** Passage **
==================================================

Advantages of the Invention
 The barrier film of the invention
 is particularly weathering-stable,
 is halogen-free,
 possesses a high barrier effect to water vapour and oxygen (<0.01 g/(m2 d)),
 protects underlying layers from UV radiation independently of the composition of the SiOx layers,
 can be produced inexpensively, since a thin film can be used for the discontinuous process of inorganic vacuum vapour coating,
 can be produced easily, since inorganic layers are joined only to inorganic layers, and organic layers only to organic layers,
 A further feature of the film laminate of the invention is that it has a partial discharge voltage of at least 1000 V and a transparency of more than 80% in the range of more than 300 nm.
The Support Laminate
 The support laminate is composed of a support film, a protective layer, an optional scratch-resistant coating and an optional adhesive layer1. The support laminate is joined to the barrier laminate by the adhesive layer4.
The Protective Layer
 As the protective layer, and hence as the outermost layer of the first laminate, use is made of films composed preferably of polymethyl methacrylate (PMMA) or impact-resistant PMMA (im-PMMA). Alternatively, besides PMMA films, use may also be made of PVDF/PMMA two-layer films or films composed of PVDF/PMMA blends as protective layer, as already described in DE 102009000450.

==================================================

** Actions to take **
a) Copy the barrier film passage from "Advantages of the" to "than 300 nm.".
b) List every material the barrier film passage names for films used as the protective layer.
c) Pick up the barrier film passage after its last sentence and continue writing it.

** Entries from a dataset **
==================================================

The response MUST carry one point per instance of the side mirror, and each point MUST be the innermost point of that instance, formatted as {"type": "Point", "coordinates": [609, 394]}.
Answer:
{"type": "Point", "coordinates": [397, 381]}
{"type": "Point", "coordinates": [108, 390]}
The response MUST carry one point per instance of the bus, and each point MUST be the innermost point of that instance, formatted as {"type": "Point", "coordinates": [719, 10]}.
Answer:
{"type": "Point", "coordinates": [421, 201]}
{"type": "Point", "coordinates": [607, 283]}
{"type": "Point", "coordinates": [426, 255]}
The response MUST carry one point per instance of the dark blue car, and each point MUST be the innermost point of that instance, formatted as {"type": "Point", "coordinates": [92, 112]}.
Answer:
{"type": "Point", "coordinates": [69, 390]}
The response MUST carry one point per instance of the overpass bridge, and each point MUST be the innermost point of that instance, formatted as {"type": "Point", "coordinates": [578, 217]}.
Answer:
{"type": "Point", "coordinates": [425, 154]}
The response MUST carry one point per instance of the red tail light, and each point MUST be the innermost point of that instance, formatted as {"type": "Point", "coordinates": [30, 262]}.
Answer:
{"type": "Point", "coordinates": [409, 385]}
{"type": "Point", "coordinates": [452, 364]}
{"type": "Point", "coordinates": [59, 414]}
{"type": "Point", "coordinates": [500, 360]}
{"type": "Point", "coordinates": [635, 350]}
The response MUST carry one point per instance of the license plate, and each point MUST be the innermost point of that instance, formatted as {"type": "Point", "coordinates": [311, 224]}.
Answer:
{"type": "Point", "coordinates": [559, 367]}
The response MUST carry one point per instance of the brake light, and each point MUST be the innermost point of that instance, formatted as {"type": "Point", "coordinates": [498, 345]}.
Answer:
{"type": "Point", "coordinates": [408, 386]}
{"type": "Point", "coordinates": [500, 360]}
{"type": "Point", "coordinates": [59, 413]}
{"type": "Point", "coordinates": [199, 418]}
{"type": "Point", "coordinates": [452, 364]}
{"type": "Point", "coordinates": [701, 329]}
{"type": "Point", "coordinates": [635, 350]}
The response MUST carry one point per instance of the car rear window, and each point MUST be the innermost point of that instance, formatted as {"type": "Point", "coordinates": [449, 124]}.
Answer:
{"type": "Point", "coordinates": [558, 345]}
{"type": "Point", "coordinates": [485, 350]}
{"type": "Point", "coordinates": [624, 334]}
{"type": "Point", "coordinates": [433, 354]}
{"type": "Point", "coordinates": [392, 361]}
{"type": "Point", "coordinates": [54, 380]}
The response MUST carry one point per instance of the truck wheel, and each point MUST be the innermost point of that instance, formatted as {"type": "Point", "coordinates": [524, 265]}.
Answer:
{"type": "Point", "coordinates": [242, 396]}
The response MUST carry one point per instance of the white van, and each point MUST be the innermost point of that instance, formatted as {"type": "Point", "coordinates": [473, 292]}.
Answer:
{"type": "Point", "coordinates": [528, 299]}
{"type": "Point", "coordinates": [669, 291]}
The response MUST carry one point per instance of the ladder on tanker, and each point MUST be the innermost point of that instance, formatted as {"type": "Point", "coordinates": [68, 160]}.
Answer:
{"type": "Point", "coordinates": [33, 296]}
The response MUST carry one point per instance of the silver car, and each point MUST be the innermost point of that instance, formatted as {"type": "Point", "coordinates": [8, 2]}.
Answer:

==================================================

** Answers to the exercise **
a)
Advantages of the Invention
 The barrier film of the invention
 is particularly weathering-stable,
 is halogen-free,
 possesses a high barrier effect to water vapour and oxygen (<0.01 g/(m2 d)),
 protects underlying layers from UV radiation independently of the composition of the SiOx layers,
 can be produced inexpensively, since a thin film can be used for the discontinuous process of inorganic vacuum vapour coating,
 can be produced easily, since inorganic layers are joined only to inorganic layers, and organic layers only to organic layers,
 A further feature of the film laminate of the invention is that it has a partial discharge voltage of at least 1000 V and a transparency of more than 80% in the range of more than 300 nm.

b)
- Polymethyl methacrylate (PMMA)
- Impact-resistant PMMA (im-PMMA)
- PVDF/PMMA two-layer films
- Films composed of PVDF/PMMA blends

c)
 The PMMA protective layer has a thickness of between 10 and 200 μm, preferably between 20 and 150 μm and more preferably between 30 and 100 μm.
 The impact-modified poly(meth)acrylate plastic is composed of 20% to 80% by weight, preferably 30% to 70% by weight, of a poly(meth)acrylate matrix and 80% to 20% by weight, preferably 70% to 30% by weight, of elastomer particles having an average particle diameter of 10 to 150 nm (measurement, for example, by the ultracentrifuge method).
 The impact-modified poly(meth)acrylate plastic (im-PMMA) is composed of a fraction of matrix polymers, polymerized from at least 80% by weight of units of methyl methacrylate and also, optionally, 0% to 20% by weight of units of monomers which are copolymerizable with methyl methacrylate, and of a fraction, dispersed in the matrix, of impact modifiers based on crosslinked poly(meth)acrylates.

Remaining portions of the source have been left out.